*WORK INSTRUCTIONS*: Only the lines from the line holding "Target: pen tip" through the final line of the entries below are to be returned, exactly as they stand.

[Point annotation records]
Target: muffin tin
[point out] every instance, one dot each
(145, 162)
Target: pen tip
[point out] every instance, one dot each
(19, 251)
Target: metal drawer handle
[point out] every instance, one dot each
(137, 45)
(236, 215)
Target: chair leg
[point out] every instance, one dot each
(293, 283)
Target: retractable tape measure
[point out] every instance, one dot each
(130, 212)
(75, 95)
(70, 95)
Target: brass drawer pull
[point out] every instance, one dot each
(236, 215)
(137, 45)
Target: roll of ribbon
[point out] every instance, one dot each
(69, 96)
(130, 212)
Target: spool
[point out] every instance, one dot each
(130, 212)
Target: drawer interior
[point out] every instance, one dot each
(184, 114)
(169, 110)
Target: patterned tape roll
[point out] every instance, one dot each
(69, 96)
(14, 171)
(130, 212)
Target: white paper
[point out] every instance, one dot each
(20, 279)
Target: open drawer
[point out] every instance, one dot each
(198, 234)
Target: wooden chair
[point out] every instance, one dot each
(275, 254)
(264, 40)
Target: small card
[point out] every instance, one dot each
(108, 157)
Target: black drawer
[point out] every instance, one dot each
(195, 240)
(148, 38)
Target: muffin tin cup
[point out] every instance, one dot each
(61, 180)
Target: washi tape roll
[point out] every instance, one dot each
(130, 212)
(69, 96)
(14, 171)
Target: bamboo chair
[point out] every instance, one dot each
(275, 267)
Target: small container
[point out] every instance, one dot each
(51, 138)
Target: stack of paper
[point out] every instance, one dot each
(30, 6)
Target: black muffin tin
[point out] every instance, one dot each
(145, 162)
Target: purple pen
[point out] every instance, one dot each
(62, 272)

*ANSWER TO THIS TASK*:
Target: pen tip
[point out] every instance, one dot each
(19, 251)
Target: metal drawer handle
[point out] every instance, one dot each
(137, 45)
(236, 215)
Target: chair leg
[point out] every instance, one dot each
(293, 283)
Target: retractable tape measure
[point out] every instance, one dot each
(130, 212)
(75, 95)
(70, 95)
Target: brass drawer pull
[point out] every instance, one dot each
(236, 215)
(137, 45)
Target: roll of ribbon
[point out] every instance, one dot each
(69, 96)
(130, 212)
Target: spool
[point out] every instance, one dot each
(130, 212)
Target: drawer interior
[point out] every instance, one dot each
(184, 114)
(169, 110)
Target: patterned tape roll
[point out] every instance, one dot each
(69, 96)
(14, 171)
(130, 212)
Target: white paper
[point out] every instance, one dot each
(20, 279)
Target: open drawer
[point out] every instance, one dot each
(198, 234)
Target: wooden chair
[point out] every instance, one dot each
(275, 254)
(264, 40)
Target: small card
[point out] every instance, one dot each
(108, 157)
Target: black drawer
[point out] every instance, one dot each
(195, 240)
(148, 38)
Target: muffin tin cup
[point out] every instance, one dot each
(61, 180)
Target: washi tape roll
[point out] every instance, one dot each
(130, 212)
(69, 96)
(14, 171)
Target: bamboo chair
[point out] every instance, one dot each
(275, 267)
Target: small container
[point out] every instance, one dot each
(51, 138)
Target: stack of paper
[point out] every instance, one dot each
(30, 6)
Target: black muffin tin
[point out] every instance, one dot each
(145, 162)
Target: purple pen
[point out] every instance, one dot each
(62, 272)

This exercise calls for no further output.